Set task: Omit all pictures, then retype the data exactly as given.

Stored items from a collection
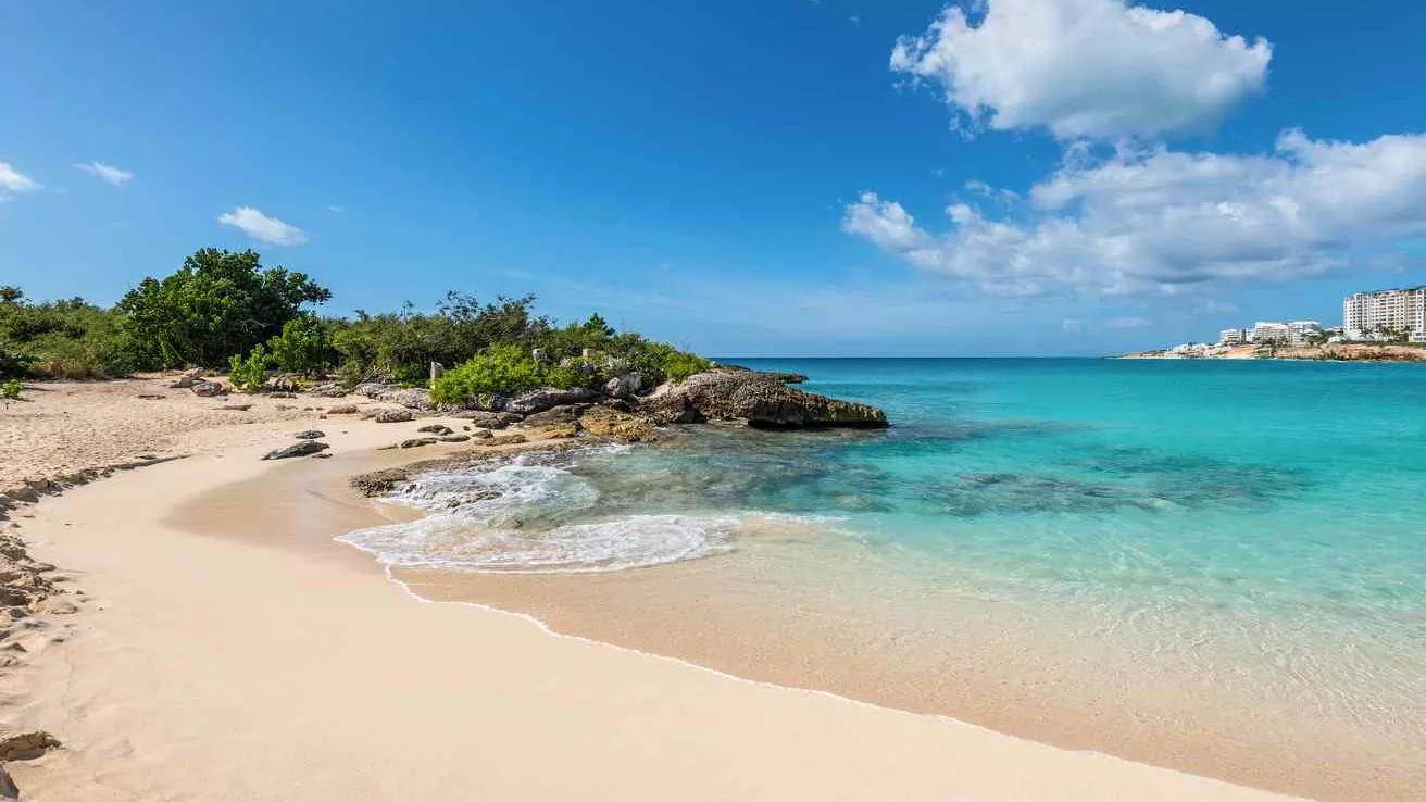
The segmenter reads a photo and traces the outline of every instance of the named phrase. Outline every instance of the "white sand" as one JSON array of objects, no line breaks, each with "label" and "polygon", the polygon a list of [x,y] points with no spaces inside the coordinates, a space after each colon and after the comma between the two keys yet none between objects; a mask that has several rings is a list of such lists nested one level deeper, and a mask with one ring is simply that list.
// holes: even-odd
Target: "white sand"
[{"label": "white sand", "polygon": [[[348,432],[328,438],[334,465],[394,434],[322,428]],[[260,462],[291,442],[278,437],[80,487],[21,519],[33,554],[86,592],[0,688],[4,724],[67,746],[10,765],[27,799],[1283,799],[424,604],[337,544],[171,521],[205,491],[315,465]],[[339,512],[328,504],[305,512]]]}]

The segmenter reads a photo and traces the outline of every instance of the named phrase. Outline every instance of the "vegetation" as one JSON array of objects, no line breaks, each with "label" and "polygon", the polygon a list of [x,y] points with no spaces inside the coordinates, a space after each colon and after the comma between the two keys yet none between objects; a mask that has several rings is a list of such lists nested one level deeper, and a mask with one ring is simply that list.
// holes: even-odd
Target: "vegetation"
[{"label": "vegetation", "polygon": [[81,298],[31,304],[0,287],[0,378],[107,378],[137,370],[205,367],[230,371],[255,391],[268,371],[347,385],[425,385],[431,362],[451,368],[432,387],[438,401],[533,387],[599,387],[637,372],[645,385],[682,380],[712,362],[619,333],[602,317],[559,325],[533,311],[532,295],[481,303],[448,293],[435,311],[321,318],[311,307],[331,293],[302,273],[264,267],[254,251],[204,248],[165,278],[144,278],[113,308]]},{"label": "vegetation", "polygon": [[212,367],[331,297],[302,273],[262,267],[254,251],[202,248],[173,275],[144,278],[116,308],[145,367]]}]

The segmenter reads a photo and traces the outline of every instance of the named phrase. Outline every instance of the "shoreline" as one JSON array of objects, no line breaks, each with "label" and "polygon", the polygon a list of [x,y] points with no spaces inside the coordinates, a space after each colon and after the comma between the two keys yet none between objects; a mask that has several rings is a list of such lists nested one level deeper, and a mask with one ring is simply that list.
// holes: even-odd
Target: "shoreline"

Solution to this task:
The segmenter reads a photo and traces the outline of every instance of the named phrase. Outline every instance of the "white sand" as one JSON array of objects, no line breaks, each with "label" and "polygon", the polygon a list of [x,y] points with no spaces inside the coordinates, a space after each colon and after the comma between the two keys yet none between objects; a mask that has several rings is a list of such lists nested one level deeper, and a mask with one ring is simply that list.
// holes: even-odd
Target: "white sand"
[{"label": "white sand", "polygon": [[[348,432],[328,438],[334,465],[394,434],[322,428]],[[260,462],[291,442],[278,437],[80,487],[21,519],[33,554],[86,592],[0,688],[4,724],[67,746],[10,765],[27,799],[1283,799],[424,604],[337,544],[171,521],[205,491],[315,465]],[[339,512],[328,504],[305,512]]]}]

The segmenter reads a photo and traces the outline of every instance of the named phrase. Outline every instance of the "vegetation" as one JSON array of objects, no line breaks, each with "label" and "polygon", the polygon a list of [x,y] points with no spaces inside the coordinates, a space after each colon and after the comma between the two keys yet none between objects; a mask that has several rings is a list of such lists nested one level deeper, and a mask with one ring is simply that list.
// holes: even-odd
Target: "vegetation"
[{"label": "vegetation", "polygon": [[81,298],[31,304],[0,287],[0,378],[107,378],[137,370],[205,367],[230,371],[255,391],[268,371],[347,385],[425,385],[431,362],[451,368],[432,387],[438,401],[533,387],[599,387],[637,372],[645,385],[682,380],[712,362],[619,333],[602,317],[559,325],[533,311],[532,295],[481,303],[448,293],[435,311],[321,318],[311,307],[331,293],[302,273],[264,267],[254,251],[204,248],[165,278],[144,278],[113,308]]},{"label": "vegetation", "polygon": [[212,367],[331,297],[302,273],[262,267],[254,251],[202,248],[173,275],[144,278],[116,308],[145,367]]}]

The segmenter reads a photo and traces the outline of every instance of the named phrase. Outline every instance of the "shoreline" as one JSON array of objects, no line breaks, each with "label" and "polygon", the polygon a list of [x,y] points with no spaces inside the coordinates, a space after each colon and after the comma between the two keys yet none between objects; a mask that has several rings is a list of such lists nested one level deeper, and a mask with one ring is simply that list.
// holes: even-odd
Target: "shoreline"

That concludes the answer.